-- Brano fornito --
+-------+

La Regione Veneto non può obbligare le prefetture e tutti gli altri uffici pubblici a esporre la bandiera regionale, nemmeno se affiancata a quella nazionale. La Corte costituzionale, con la sentenza n. 183 depositata ieri, ha bocciato la norma regionale che impone l'obbligo, peraltro sanzionato, di esposizione del vessillo “locale” all'esterno degli edifici adibiti a sede di organi e uffici statali e di enti e organismi pubblici nazionali, nonché sulle imbarcazioni di proprietà di questi ultimi. Innanzitutto questa disposizione invade la competenza legislativa esclusiva dello Stato in materia di «ordinamento e organizzazione amministrativa dello Stato e degli enti pubblici nazionali», in violazione dell'articolo 117 della Costituzione. Ma soprattutto, per la Consulta, lo Stato non può essere costretto dal legislatore regionale a fare uso pubblico di simboli – quali, nella specie, le bandiere regionali – che la Costituzione non consente di considerare come riferibili all'intera collettività nazionale.

Il caso
Il Presidente del Consiglio dei ministri aveva promosso, in riferimento agli articoli 3, 5 e 117, secondo comma, lettera g), della Costituzione, questioni di legittimità costituzionale degli articoli 3, comma 1, e 8, comma 1, della legge della Regione Veneto 5 settembre 2017, n. 28 (Nuove disposizioni in materia di uso dei simboli ufficiali della Regione del Veneto modifiche e integrazioni alla legge regionale 20 maggio 1975, n. 56 - Gonfalone e stemma della Regione). La prima delle due disposizioni è stata impugnata per la parte in cui prevede l'obbligo di esposizione della bandiera della Regione Veneto all'esterno degli edifici sedi delle prefetture, degli uffici periferici delle amministrazioni dello Stato e degli altri organismi pubblici, anche statali o nazionali, all'esterno degli enti pubblici – comprensivi anche degli enti pubblici statali e nazionali – che ricevono in via ordinaria finanziamenti o contributi a carico del bilancio regionale, sulle imbarcazioni di proprietà di organismi pubblici, e quindi anche sui natanti di proprietà di organismi statali e nazionali, nonché ogni qualvolta sia esposta la bandiera italiana o europea.

La decisione
La Corte ha quindi dichiarato l'illegittimità costituzionale dell'articolo 3, comma 1, perché contrario all'articolo 117, secondo comma, lettera g), della Costituzione che attribuisce alla competenza legislativa esclusiva statale la materia dell'«ordinamento e organizzazione amministrativa dello Stato e degli enti pubblici nazionali», introducendo obblighi – per di più sanzionati – a carico dei soggetti preposti a organi e uffici statali e a organismi ed enti a carattere nazionale. Nel caso in esame, la disposizione regionale impugnata pone a carico di organi e amministrazioni dello Stato (a cominciare dai prefetti), nonché di organismi ed enti pubblici nazionali, uno specifico obbligo di facere (l'esposizione della bandiera veneta all'esterno degli edifici in cui gli uffici in questione hanno sede, o sulle imbarcazioni di proprietà degli organismi).

+-------+

-- Compito assegnato 1 --
Nel brano sulla bandiera regionale del Veneto, con quale sentenza la Corte costituzionale ha bocciato la norma regionale?
-- Compito assegnato 2 --
Riprenda il brano sulla bandiera regionale del Veneto e lo prosegua a partire dall'ultima frase riportata.

+-------+

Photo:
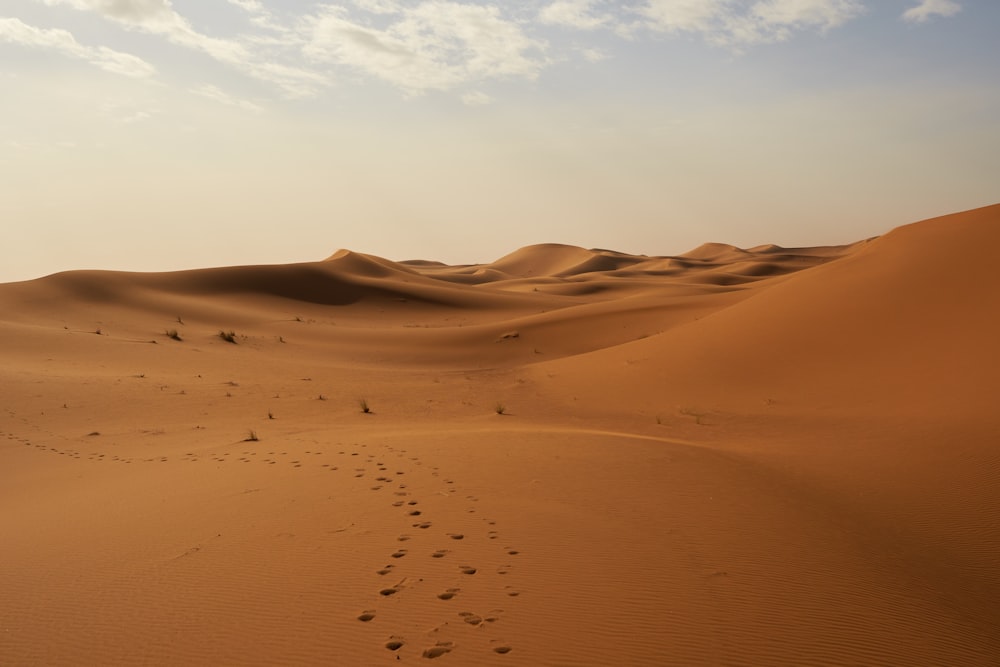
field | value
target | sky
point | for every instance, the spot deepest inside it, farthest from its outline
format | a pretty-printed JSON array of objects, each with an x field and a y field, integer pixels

+-------+

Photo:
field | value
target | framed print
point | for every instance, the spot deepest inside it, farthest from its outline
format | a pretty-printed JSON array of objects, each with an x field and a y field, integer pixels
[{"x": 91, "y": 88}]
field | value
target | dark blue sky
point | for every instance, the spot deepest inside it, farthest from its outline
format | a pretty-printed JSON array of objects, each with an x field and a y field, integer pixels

+-------+

-- Risposta 1 --
Con la sentenza n. 183.

-- Risposta 2 --
La Consulta fonda la propria decisione sulla violazione dell'articolo 5 della Costituzione nella parte in cui enuncia il principio di unità e indivisibilità della Repubblica. Articolo 5 che i giudici leggono alla luce della specifica disposizione costituzionale – collocata anch'essa, come detto, tra i «[p]rincipî fondamentali» – relativa alla bandiera: ossia l'articolo 12, anche se non sollevato come parametro dal ricorrente, che individua nel «tricolore italiano» la bandiera della Repubblica, erigendola a simbolo dell'unità nazionale. Questa lettura esclude che lo «Stato-soggetto possa essere costretto dal legislatore regionale a fare uso pubblico di simboli – quali, nella specie, le bandiere regionali – che la Costituzione non consente di considerare come riferibili all'intera collettività nazionale».

I giudici non hanno condiviso la tesi della difesa della Regione secondo la quale la disposizione censurata, lungi dal violare l'articolo 5 della Costituzione, lo attuerebbe, nella parte in cui, pur qualificando la Repubblica come «una e indivisibile», le affida però il compito di promuovere le autonomie locali, affermando così il principio del pluralismo. L'esposizione della bandiera veneta, in aggiunta alla (e non già in sostituzione della) bandiera nazionale, mirerebbe – secondo la resistente – segnatamente a esaltare il raccordo tra gli uffici statali e la realtà territoriale in cui operano, realizzando una istanza di sintesi della pluralità in unità non dissimile, nella sostanza, da quella che giustifica l'accostamento – voluto dallo stesso legislatore statale – della bandiera nazionale alla bandiera dell'Unione europea nelle sedi dei massimi organi dello Stato.